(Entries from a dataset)
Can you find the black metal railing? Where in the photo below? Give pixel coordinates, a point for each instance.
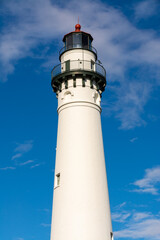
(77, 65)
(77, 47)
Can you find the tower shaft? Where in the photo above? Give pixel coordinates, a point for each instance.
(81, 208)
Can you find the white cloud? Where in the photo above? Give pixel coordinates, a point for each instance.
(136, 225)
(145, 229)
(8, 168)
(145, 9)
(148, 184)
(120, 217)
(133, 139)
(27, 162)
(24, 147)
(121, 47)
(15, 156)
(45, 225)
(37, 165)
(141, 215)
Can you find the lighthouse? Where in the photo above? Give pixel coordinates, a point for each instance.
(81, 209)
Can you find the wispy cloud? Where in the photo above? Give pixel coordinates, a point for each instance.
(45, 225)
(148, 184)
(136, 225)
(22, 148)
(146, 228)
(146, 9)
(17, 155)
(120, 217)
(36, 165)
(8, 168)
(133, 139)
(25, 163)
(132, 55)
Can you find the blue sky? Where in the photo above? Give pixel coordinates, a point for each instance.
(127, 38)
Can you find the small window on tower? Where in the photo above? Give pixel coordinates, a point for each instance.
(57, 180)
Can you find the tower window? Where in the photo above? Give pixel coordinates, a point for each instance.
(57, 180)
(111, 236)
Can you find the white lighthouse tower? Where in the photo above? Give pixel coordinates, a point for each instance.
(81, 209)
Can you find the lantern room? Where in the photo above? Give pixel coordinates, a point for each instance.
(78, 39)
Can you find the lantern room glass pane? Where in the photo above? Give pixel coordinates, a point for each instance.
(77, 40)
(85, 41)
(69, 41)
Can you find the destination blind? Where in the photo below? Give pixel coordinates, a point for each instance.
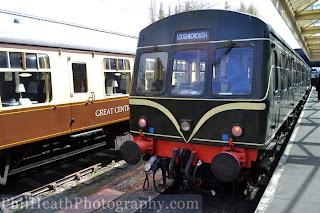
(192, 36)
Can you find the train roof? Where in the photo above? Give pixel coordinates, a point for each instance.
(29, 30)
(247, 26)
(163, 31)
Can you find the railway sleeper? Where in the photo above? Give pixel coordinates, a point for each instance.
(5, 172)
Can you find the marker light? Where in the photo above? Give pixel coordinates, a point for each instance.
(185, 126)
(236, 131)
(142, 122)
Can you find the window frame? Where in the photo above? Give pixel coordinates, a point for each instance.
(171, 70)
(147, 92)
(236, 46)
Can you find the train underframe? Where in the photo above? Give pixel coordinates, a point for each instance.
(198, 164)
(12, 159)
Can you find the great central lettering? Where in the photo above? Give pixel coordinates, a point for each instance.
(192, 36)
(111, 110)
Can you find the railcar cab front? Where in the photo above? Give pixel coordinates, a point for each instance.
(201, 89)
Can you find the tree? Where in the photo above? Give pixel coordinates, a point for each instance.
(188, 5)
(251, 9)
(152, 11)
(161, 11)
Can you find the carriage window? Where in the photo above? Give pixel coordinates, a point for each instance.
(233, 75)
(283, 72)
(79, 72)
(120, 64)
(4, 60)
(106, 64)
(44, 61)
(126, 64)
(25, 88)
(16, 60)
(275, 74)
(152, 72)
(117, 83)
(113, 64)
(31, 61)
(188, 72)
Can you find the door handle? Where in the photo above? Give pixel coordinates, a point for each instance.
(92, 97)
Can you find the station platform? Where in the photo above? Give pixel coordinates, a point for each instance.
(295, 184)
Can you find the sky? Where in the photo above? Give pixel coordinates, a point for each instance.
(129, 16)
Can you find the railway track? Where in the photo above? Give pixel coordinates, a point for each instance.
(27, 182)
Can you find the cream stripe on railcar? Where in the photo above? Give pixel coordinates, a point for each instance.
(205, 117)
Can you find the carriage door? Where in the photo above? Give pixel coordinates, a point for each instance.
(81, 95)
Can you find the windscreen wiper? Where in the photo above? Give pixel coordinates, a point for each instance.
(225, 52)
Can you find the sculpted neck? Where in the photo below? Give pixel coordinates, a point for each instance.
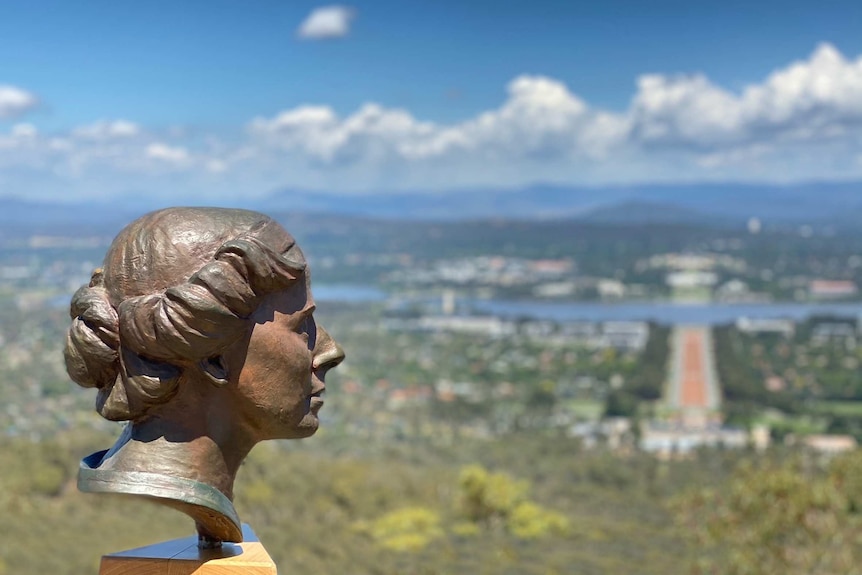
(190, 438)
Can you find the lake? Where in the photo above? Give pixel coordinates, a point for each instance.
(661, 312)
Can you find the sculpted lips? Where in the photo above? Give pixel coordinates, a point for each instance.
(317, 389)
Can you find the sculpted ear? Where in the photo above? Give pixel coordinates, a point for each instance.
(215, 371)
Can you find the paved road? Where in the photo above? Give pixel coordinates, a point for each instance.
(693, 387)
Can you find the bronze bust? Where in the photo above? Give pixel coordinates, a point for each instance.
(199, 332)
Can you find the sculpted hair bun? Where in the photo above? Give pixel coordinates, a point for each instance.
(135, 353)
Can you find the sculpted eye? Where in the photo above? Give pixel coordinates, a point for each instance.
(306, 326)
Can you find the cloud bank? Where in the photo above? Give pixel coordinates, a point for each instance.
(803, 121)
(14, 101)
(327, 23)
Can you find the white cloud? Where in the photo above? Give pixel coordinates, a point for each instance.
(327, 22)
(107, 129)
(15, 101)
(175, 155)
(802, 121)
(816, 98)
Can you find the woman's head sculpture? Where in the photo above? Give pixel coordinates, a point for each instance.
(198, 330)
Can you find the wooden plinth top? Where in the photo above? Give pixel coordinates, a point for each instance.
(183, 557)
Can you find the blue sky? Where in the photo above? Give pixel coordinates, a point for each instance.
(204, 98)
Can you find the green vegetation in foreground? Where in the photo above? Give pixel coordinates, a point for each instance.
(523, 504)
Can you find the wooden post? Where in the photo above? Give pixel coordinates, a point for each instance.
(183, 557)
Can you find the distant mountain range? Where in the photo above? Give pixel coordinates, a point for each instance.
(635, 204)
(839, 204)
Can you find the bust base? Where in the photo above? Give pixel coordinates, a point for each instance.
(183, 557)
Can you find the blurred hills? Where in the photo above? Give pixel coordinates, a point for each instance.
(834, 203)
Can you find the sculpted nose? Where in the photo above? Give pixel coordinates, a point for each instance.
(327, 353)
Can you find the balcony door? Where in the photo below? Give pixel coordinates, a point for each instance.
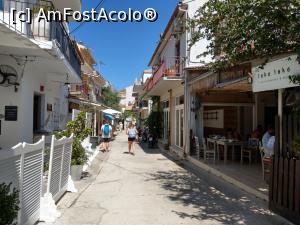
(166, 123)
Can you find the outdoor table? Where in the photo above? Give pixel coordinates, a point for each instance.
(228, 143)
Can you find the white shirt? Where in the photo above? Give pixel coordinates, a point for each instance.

## WHAT THE TASK REQUIRES
Repeat the material above word for word and skip every image in it.

## ANSWER
Can you find the black metal railing? Where in the photo below? Give pixel coordinates, a point for each instance.
(77, 65)
(77, 47)
Can you find the tower shaft? Where in the photo above? Give pixel coordinates, a point for each instance.
(81, 208)
Can you find the white cloud? Where in the photo above? Give pixel coordinates, a point for each instance.
(136, 225)
(145, 229)
(8, 168)
(145, 9)
(148, 184)
(120, 217)
(133, 139)
(27, 162)
(24, 147)
(121, 47)
(15, 156)
(45, 225)
(37, 165)
(141, 215)
Can you find the lighthouse? Where in the photo above? Give pixel coordinates, a point for each instance.
(81, 209)
Can you find the wispy cloud? Where in the photo above? Give pixel coordinates, a point for each instance.
(45, 225)
(148, 184)
(136, 225)
(22, 148)
(146, 228)
(146, 9)
(17, 155)
(120, 217)
(36, 165)
(8, 168)
(133, 139)
(25, 163)
(132, 55)
Can you find the blue sky? Where in the photo above? Give pixel coordinates, a point for each instance.
(127, 38)
Can you find the small window on tower? Where in the photo above? Give pixel coordinates, a point for each instance.
(57, 180)
Can you find the tower window? Where in the photo above? Give pixel coordinates, a point for each instance.
(57, 180)
(111, 236)
Can you find the white lighthouse tower? Where in the photo above? Give pixel coordinates, a point for each instance.
(81, 209)
Can you find the lantern room? Where in the photo above? Give pixel coordinates, a point for each instance.
(78, 39)
Can you find the lantern room glass pane? Where in the photo above? Give pixel coordinates, a point for each instance.
(77, 40)
(85, 41)
(69, 41)
Can you find the destination blind? Where in the photo below? Give pixel coordinates, a point for each instance.
(192, 36)
Can you find the train roof? Where in the photo above? Give pixel coordinates, a point for each instance.
(29, 30)
(247, 26)
(163, 31)
Can you find the railway sleeper? Where in the photo above? Give pixel coordinates, a point for each instance.
(5, 172)
Can you find the marker light? Where in the photo above? Give pixel coordinates, a point for each instance.
(185, 126)
(236, 131)
(142, 122)
Can you find the window frame? Where in the photo above? Give pixel coordinates, a point for each instance.
(171, 70)
(147, 92)
(236, 46)
Can you find the train underframe? Where in the photo above? Give pixel coordinates, a point for each instance.
(198, 164)
(12, 159)
Can you find the great central lettering? Where in the photo above? Give pixel coordinates, a point for each instance.
(192, 36)
(111, 110)
Can you find the railcar cab front? Where in the photo above? Give pixel coordinates, a point for each instance.
(201, 89)
Can you find the tree? Where in the photo above? Give pixel coordinates, a point for each instance.
(188, 5)
(251, 9)
(152, 11)
(161, 11)
Can you find the carriage window? Where in the photo above? Give pixel coordinates, a point for each instance.
(233, 75)
(283, 72)
(79, 72)
(120, 64)
(4, 60)
(106, 64)
(44, 61)
(126, 64)
(25, 88)
(16, 60)
(275, 74)
(152, 72)
(117, 83)
(113, 64)
(31, 61)
(188, 72)
Can you find the door handle? Where in the photo above? Give pixel coordinates, a point for each instance.
(92, 97)
Can you find the station platform? Where in the photo above? Give pixel coordinates, a point for each instance.
(295, 184)
Can you find the sky? Where in the photo above? Give pixel coordinates, a point for each instance.
(129, 16)
Can you find the railway track? Where in the photo above? Give pixel coordinates, a point for each instance.
(27, 182)
Can you find the cream stripe on railcar? Where in the photo above? Give pixel coordinates, a point for each instance.
(205, 117)
Can you find the carriage door? Where in the photo above? Give pixel coordinates, a point for each instance.
(81, 95)
Can you find the windscreen wiper? Where in the photo above? Give pixel coordinates, a point for each instance.
(225, 52)
Can you find the sculpted neck? Where in the photo below? Give pixel coordinates, a point for each instance.
(190, 438)
Can you find the lake? Where in the photo above? Give pixel coordinates, a point for each instance.
(661, 312)
Can you find the sculpted lips? Where in the photo above? Give pixel coordinates, a point for each instance.
(317, 389)
Can you find the sculpted ear? Where in the photo above? Give pixel coordinates, a point for each instance.
(215, 371)
Can you find the paved road? Where in the photo above? Give pixel coordinates, a point for each instance.
(693, 387)
Can you find the bronze bust? Where in the photo above? Give pixel coordinates, a point for each instance.
(199, 332)
Can you find the sculpted hair bun? Where in the photo above? Give pixel coordinates, a point for each instance.
(135, 353)
Can you find the sculpted eye? Where in the photo above? Give pixel coordinates, a point for each instance.
(306, 326)
Can you find the cloud bank? Where in the photo above? Give pixel coordinates, a point for each instance.
(803, 121)
(14, 101)
(327, 23)
Can you find the white cloud? Where in the photo above? Give pixel coordinates, a point for each instance.
(327, 22)
(107, 129)
(15, 101)
(175, 155)
(802, 121)
(816, 98)
Can you find the woman's head sculpture? Where in the photo above? Give pixel coordinates, a point for each instance.
(198, 330)
Can you find the wooden plinth top? Where in the photo above? Give pixel coordinates, a point for each instance.
(183, 557)
Can you find the blue sky? Where in the photo above? Give pixel coordinates, a point for each instance.
(204, 98)
Can you find the green vegetation in foreground? Where in the photo above? Give pixel coordinates, a point for each instance.
(523, 504)
Can you find the wooden post? Where in the photo above? Give pixel coordinates, a point for each instance.
(183, 557)
Can you find the distant mountain range? Where in the photo above? Give pixel coordinates, a point for each instance.
(635, 204)
(839, 204)
Can you find the bust base? Where in the photo above? Give pixel coordinates, a point for each instance.
(183, 557)
Can you find the blurred hills? Where in the photo above? Give pixel coordinates, a point for each instance.
(834, 203)
Can you find the sculpted nose? Where in the photo above? Give pixel coordinates, a point for each instance.
(327, 353)
Can you find the balcony door? Where in the photo below? Give pixel coordinates, a point for each instance.
(166, 123)
Can you find the outdoor table? Where in the photo above? Give pixel coordinates, a point for each instance.
(228, 143)
Can you find the white shirt? Where in the photo above? Give pixel coordinates, a point for each instance.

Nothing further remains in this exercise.